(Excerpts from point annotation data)
..........

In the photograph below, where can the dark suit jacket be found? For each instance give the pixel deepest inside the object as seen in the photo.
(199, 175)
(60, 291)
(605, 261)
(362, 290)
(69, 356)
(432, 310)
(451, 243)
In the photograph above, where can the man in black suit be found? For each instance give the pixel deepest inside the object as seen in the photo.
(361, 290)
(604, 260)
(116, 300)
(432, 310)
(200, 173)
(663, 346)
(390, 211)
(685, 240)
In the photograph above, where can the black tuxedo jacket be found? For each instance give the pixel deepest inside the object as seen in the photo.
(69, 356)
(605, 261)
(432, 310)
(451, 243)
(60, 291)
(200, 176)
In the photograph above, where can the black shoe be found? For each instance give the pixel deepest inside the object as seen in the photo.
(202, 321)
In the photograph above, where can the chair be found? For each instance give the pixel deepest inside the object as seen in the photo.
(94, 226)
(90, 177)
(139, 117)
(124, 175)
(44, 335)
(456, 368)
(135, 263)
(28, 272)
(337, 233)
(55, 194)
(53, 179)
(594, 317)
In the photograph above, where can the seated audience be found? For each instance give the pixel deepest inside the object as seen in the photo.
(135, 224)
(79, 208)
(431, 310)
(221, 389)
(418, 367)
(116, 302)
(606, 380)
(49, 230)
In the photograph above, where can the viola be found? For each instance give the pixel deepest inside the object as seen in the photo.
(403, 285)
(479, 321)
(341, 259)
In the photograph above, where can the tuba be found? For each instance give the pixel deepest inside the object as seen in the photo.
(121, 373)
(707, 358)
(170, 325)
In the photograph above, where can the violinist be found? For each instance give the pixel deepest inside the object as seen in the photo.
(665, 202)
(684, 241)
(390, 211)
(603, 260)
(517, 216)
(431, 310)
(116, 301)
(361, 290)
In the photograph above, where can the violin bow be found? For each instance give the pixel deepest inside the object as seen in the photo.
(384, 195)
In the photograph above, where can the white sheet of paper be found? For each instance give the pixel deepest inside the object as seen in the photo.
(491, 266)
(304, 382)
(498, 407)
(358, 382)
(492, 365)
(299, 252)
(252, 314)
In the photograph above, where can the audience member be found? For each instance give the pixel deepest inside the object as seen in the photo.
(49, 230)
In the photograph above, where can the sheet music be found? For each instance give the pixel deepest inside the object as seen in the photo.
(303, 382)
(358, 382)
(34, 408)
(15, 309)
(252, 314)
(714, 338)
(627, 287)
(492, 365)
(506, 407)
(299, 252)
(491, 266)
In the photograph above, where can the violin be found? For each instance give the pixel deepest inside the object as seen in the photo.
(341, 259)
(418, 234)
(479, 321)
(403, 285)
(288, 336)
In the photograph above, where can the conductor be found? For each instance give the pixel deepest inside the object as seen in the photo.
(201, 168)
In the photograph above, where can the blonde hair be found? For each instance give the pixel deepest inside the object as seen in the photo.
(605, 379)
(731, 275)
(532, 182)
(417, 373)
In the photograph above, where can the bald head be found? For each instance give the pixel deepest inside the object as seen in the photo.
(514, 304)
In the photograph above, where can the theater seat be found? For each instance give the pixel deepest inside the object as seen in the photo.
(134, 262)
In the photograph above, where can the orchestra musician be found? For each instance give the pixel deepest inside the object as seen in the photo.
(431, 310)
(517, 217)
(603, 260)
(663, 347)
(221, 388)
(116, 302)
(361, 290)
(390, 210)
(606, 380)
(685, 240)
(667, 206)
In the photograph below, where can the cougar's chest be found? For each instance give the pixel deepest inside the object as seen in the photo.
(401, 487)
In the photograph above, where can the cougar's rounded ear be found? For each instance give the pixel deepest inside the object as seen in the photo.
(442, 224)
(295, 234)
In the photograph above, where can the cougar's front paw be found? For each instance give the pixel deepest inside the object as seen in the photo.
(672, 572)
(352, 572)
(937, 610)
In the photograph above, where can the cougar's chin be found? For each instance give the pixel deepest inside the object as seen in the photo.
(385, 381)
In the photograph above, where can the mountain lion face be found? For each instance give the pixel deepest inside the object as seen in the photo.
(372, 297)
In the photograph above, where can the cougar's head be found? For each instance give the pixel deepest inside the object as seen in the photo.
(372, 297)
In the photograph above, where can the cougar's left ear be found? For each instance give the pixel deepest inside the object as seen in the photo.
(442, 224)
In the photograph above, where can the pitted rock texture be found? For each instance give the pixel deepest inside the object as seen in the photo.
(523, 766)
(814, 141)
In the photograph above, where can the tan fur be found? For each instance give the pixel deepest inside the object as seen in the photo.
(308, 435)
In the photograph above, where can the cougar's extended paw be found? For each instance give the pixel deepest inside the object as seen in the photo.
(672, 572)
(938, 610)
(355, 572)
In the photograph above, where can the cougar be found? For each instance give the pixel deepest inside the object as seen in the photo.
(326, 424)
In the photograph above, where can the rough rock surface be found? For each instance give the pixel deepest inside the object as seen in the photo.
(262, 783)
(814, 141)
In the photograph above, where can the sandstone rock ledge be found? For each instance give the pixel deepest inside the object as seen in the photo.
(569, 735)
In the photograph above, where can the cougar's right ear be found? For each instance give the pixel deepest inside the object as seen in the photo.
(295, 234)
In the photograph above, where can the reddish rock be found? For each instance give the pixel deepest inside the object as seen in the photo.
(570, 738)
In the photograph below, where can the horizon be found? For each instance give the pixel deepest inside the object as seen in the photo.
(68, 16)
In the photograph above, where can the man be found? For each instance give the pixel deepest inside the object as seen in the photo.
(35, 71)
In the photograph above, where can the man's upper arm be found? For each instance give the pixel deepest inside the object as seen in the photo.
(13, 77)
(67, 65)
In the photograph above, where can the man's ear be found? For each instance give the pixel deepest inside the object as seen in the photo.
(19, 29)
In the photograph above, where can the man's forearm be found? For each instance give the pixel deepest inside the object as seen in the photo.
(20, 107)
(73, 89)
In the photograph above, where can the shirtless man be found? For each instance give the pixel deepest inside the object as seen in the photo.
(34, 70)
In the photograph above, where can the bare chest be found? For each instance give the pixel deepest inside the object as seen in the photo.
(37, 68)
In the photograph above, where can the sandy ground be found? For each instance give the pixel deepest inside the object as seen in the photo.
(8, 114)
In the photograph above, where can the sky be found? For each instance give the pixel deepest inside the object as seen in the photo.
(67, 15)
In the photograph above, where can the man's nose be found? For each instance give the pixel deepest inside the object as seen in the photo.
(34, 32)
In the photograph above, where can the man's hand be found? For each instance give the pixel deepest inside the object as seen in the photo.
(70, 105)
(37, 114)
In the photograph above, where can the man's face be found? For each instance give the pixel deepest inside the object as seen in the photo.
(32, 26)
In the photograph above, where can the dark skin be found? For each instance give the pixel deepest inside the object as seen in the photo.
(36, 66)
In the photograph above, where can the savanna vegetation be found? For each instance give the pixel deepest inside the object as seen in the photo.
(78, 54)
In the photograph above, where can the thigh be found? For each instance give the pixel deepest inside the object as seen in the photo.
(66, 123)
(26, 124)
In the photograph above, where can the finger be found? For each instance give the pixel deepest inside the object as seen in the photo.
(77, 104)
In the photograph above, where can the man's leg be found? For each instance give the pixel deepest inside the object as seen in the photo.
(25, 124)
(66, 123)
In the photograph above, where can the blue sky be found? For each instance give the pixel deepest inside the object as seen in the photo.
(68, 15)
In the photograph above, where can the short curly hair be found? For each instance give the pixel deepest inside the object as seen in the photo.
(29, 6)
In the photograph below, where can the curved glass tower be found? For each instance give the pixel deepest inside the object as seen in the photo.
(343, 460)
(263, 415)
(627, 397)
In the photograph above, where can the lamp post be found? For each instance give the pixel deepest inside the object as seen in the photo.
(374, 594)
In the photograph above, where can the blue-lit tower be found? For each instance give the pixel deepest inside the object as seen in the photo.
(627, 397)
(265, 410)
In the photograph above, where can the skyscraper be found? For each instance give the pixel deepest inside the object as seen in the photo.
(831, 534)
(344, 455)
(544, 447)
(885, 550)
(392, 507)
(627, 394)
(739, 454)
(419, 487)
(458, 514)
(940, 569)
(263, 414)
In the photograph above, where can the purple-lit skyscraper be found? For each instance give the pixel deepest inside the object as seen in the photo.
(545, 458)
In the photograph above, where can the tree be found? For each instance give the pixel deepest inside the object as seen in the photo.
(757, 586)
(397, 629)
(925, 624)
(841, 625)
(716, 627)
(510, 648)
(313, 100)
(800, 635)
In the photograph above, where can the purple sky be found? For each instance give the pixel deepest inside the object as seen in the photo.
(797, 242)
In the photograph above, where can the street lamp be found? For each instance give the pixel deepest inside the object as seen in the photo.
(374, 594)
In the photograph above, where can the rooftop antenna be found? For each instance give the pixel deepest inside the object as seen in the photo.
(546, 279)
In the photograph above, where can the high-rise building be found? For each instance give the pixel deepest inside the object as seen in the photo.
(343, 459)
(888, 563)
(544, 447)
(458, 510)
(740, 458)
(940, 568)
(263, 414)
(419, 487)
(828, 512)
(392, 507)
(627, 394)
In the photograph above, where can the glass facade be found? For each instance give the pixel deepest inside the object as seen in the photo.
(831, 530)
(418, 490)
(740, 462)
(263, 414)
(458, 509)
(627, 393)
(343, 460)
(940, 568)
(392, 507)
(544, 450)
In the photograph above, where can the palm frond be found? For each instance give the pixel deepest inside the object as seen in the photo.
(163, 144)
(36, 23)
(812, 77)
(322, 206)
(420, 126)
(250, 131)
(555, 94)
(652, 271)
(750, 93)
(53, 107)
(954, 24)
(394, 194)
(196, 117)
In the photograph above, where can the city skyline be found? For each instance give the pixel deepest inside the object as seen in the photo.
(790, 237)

..........

*Problem description*. Find "In the photograph above, where can the street" in the data above, then repeat that line and all lines after it exactly, ending with the final line.

*Task result*.
In the photograph above, where can the street lamp be found? For each instance give the pixel deepest inside the object as seen in the photo.
(374, 594)
In the photograph above, where can the rooftop antenna be found? For each instance give the pixel deepest inside the object as seen in the photo.
(546, 279)
In the photograph above, where can the high-rise building be found? For each instance give the pixel deepest inside the object as seen in the photo.
(343, 459)
(888, 563)
(544, 447)
(458, 510)
(740, 458)
(940, 568)
(263, 414)
(419, 487)
(828, 512)
(392, 507)
(627, 394)
In the photograph above, where can the glass facade be found? For each instance give the pixel deepest inside the object as seen in the photo.
(831, 530)
(418, 490)
(740, 462)
(263, 414)
(458, 509)
(627, 393)
(343, 460)
(940, 568)
(392, 507)
(544, 450)
In the photograph above, where can the palm frond be found? For each instance give the pixel deepest inside the object as seen in the photo.
(163, 144)
(36, 23)
(812, 77)
(322, 206)
(420, 126)
(250, 131)
(555, 94)
(652, 271)
(750, 93)
(53, 107)
(954, 24)
(394, 194)
(196, 117)
In the photograph above, where can the city skyline be found? For each instance give the pixel deepest inside the object as seen in the photo.
(790, 237)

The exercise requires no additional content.